◆ **PAGE EXCERPT**

Democrats putting together their opposition research file on CD-4 frontrunner Cory Gardner haven’t been disappointed by his votes in the Colorado legislature this session. We talked last weekend about Gardner’s politically ill-advised vote to cut the Agriculture Department, despite Minority Leader Mike May’s near-pleading on the House floor not to do so. And then there was his vote against a bill to regulate local governments (as in the city of Aurora) who try to stick the rest of the state with the costs of new school construction though zoning sleight of hand–all too easy to characterize that vote as asking rural Colorado to pay for Aurora’s schools so developers can get a tax break.
But Democrats will be even happier to recount again and again Rep. Gardner’s standout vote against Senate Joint Resolution 004, an innocuous bill that certifies water projects all over the state as eligible for federal funds. The vote in the Senate on this bill was a little closer, with many of the usual-suspect conservatives voting no, but in the House only three representatives voted against–including Cory Gardner.
By way of explanation, SJR10-004 is a bill establishing a list of drinking water projects in the state eligible for federal funding as required by statute. Included in the long list are many projects in CD-4, including the East Larimer Water District, the city of Greeley, Ordway, and (kicker here) a new water treatment plant for Gardner’s hometown of Yuma.

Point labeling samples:

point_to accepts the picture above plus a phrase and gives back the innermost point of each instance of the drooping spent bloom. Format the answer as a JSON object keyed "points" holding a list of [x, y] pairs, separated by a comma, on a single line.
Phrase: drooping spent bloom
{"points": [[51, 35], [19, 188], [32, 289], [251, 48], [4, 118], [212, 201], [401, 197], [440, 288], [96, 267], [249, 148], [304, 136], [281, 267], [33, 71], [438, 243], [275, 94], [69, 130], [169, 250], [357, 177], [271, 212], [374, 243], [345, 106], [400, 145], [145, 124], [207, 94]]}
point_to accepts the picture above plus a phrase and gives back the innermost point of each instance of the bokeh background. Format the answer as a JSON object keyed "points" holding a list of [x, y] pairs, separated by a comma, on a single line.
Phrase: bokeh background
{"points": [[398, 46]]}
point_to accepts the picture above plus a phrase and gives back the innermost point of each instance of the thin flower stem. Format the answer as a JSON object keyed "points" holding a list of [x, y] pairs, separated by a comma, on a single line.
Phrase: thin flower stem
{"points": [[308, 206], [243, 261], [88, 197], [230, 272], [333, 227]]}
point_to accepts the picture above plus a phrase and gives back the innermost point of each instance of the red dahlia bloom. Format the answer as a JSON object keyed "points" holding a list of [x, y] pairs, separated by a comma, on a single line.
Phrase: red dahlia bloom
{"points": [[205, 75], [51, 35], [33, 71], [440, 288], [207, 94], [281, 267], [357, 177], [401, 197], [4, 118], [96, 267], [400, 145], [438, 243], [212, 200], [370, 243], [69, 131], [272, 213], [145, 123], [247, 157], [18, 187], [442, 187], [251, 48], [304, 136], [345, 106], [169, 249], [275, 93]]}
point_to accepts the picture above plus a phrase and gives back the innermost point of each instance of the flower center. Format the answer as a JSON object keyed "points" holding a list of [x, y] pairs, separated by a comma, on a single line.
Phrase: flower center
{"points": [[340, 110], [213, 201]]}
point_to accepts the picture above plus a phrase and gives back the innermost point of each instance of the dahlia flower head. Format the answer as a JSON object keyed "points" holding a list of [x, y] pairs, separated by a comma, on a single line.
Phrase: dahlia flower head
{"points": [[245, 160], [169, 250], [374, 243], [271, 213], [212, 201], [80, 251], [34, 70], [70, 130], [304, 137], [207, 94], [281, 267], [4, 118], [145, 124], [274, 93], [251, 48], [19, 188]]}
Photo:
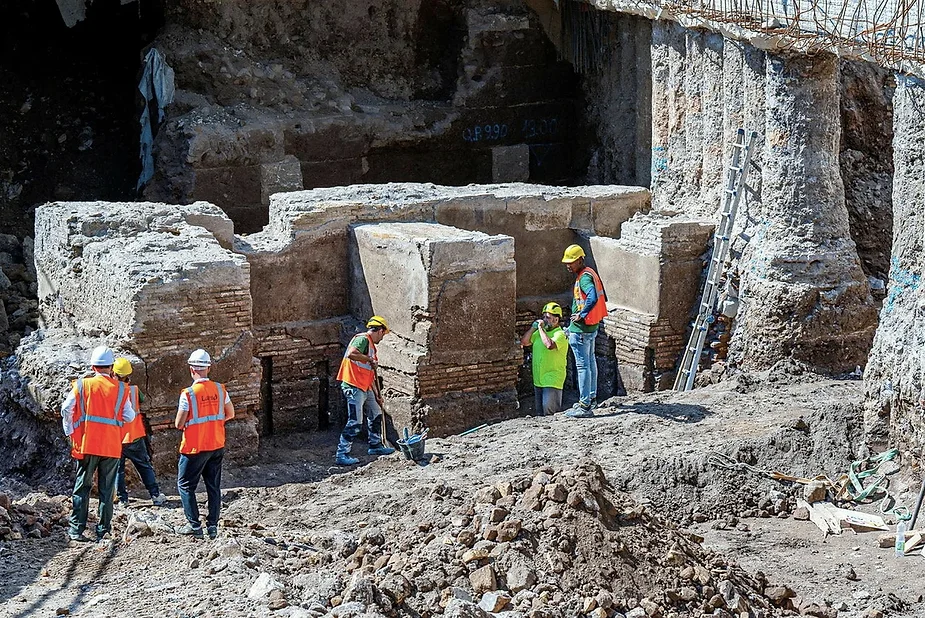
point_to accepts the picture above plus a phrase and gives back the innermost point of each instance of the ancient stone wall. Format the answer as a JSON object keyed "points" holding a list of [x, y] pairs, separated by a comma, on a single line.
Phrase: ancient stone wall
{"points": [[802, 289], [894, 373], [306, 250], [153, 282], [316, 95]]}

◆ **INSTRUCTION**
Please state how many House representatives voted against Senate Joint Resolution 004, according to the Cory Gardner text above.

◆ **CORRECT OUTPUT**
Three.